Could you write out these items again with "street lamp post" substituted by "lamppost" and everything else left as it is, omitting the pictures?

◆ **MATERIAL TO PROCESS**:
+ + +
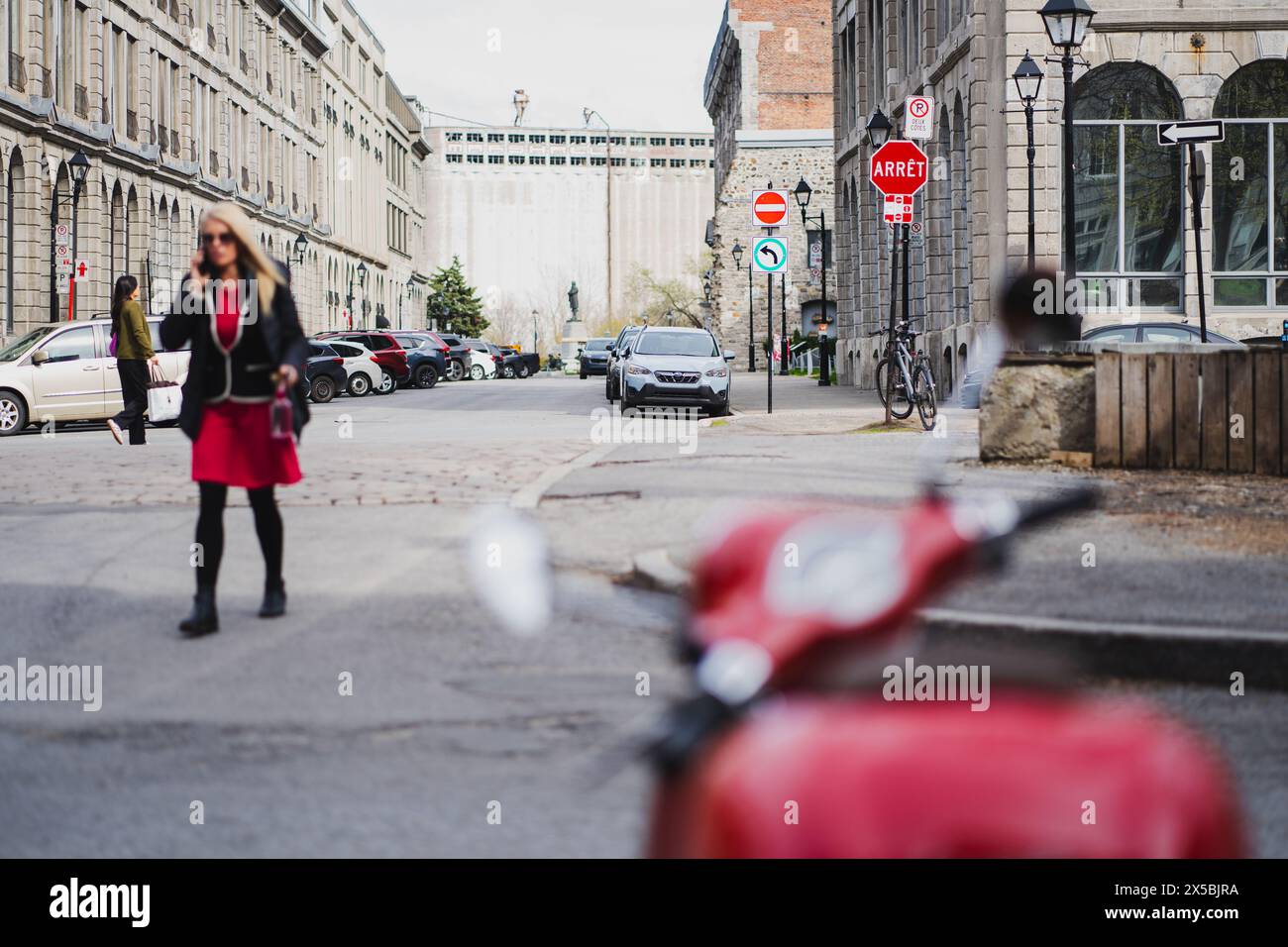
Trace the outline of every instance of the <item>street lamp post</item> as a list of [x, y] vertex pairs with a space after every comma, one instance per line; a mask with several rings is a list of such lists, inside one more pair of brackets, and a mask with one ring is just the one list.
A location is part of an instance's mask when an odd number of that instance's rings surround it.
[[[1047, 0], [1041, 10], [1051, 45], [1060, 50], [1060, 64], [1064, 68], [1064, 271], [1065, 292], [1078, 278], [1078, 245], [1074, 233], [1077, 206], [1073, 193], [1074, 153], [1073, 153], [1073, 54], [1082, 46], [1087, 27], [1096, 12], [1087, 0]], [[1082, 335], [1082, 314], [1070, 313], [1074, 326], [1070, 330]]]
[[608, 322], [612, 323], [613, 322], [613, 126], [608, 124], [608, 119], [601, 116], [594, 108], [582, 108], [581, 117], [585, 120], [586, 125], [590, 125], [591, 119], [598, 117], [601, 122], [604, 122], [604, 129], [608, 133], [607, 135], [604, 135], [604, 140], [608, 144], [608, 160], [604, 162], [605, 164], [604, 170], [607, 171], [605, 178], [608, 182], [607, 184], [608, 197], [605, 204], [607, 210], [604, 213], [604, 220], [605, 220], [605, 244], [608, 247]]
[[1036, 200], [1036, 182], [1033, 161], [1037, 157], [1037, 148], [1033, 144], [1033, 103], [1037, 102], [1038, 93], [1042, 91], [1042, 70], [1033, 57], [1029, 55], [1028, 50], [1024, 50], [1024, 58], [1020, 59], [1020, 64], [1015, 70], [1015, 89], [1020, 94], [1020, 102], [1024, 103], [1024, 124], [1028, 126], [1029, 131], [1029, 272], [1032, 273], [1037, 268], [1038, 259], [1038, 228], [1037, 228], [1037, 211], [1034, 210]]
[[[734, 241], [733, 249], [729, 251], [733, 255], [733, 265], [737, 269], [742, 269], [742, 244]], [[747, 371], [756, 370], [756, 291], [751, 285], [751, 260], [747, 260]]]
[[[818, 222], [818, 240], [819, 240], [819, 256], [822, 258], [823, 269], [823, 316], [819, 322], [818, 341], [818, 383], [823, 388], [832, 384], [832, 366], [831, 366], [831, 352], [828, 350], [827, 330], [824, 326], [828, 323], [827, 312], [827, 211], [819, 210], [817, 216], [809, 216], [805, 209], [809, 207], [809, 200], [814, 196], [814, 188], [809, 186], [809, 182], [804, 178], [796, 186], [796, 202], [801, 207], [801, 225], [805, 228], [806, 234], [809, 233], [809, 225]], [[783, 330], [783, 375], [787, 374], [787, 330]]]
+ + +
◆ **OUTPUT FOR THIS EXERCISE**:
Trace the outline of every instance of the <item>lamppost</item> as a list of [x, y] vertex pairs with a space after every comma, one instance per line; a mask with several rings is a list of such lists, inside one more pair of brackets, and a mask with one ring is just the one list.
A location is part of an instance's mask when an odd number of that instance's rings surround it.
[[[1047, 0], [1041, 10], [1051, 45], [1060, 50], [1060, 64], [1064, 68], [1064, 271], [1065, 292], [1078, 278], [1078, 245], [1074, 233], [1077, 206], [1073, 193], [1074, 153], [1073, 153], [1073, 54], [1082, 46], [1087, 27], [1096, 12], [1087, 0]], [[1082, 335], [1082, 314], [1070, 313], [1074, 326], [1070, 330]]]
[[608, 322], [612, 323], [613, 322], [613, 126], [608, 124], [608, 119], [601, 116], [594, 108], [582, 108], [581, 117], [585, 120], [586, 125], [590, 125], [591, 119], [598, 117], [601, 122], [604, 122], [604, 129], [608, 133], [607, 135], [604, 135], [604, 140], [608, 144], [608, 160], [604, 162], [605, 164], [604, 170], [607, 171], [605, 178], [608, 182], [607, 184], [608, 197], [605, 204], [607, 210], [604, 213], [604, 220], [605, 220], [605, 244], [608, 247]]
[[1036, 200], [1036, 182], [1033, 161], [1037, 157], [1037, 148], [1033, 144], [1033, 103], [1037, 102], [1038, 93], [1042, 91], [1042, 70], [1033, 57], [1029, 55], [1028, 50], [1024, 50], [1024, 58], [1020, 59], [1020, 64], [1015, 70], [1015, 89], [1020, 94], [1020, 102], [1024, 103], [1024, 124], [1028, 126], [1029, 131], [1029, 272], [1032, 273], [1037, 268], [1038, 259], [1038, 228], [1037, 228], [1037, 211], [1034, 210]]
[[[734, 241], [733, 249], [729, 251], [733, 255], [733, 265], [737, 269], [742, 269], [742, 244]], [[747, 371], [756, 370], [756, 291], [751, 285], [751, 260], [747, 260]]]
[[[818, 222], [818, 240], [819, 240], [819, 256], [822, 258], [823, 269], [823, 316], [819, 322], [818, 341], [818, 383], [823, 388], [832, 384], [832, 366], [831, 366], [831, 352], [828, 350], [827, 330], [824, 326], [828, 323], [827, 312], [827, 211], [819, 210], [817, 216], [809, 216], [805, 209], [809, 207], [809, 200], [814, 196], [814, 188], [809, 186], [809, 182], [804, 178], [796, 186], [796, 202], [801, 207], [801, 225], [805, 228], [806, 234], [809, 233], [809, 225]], [[783, 330], [783, 375], [787, 374], [787, 330]]]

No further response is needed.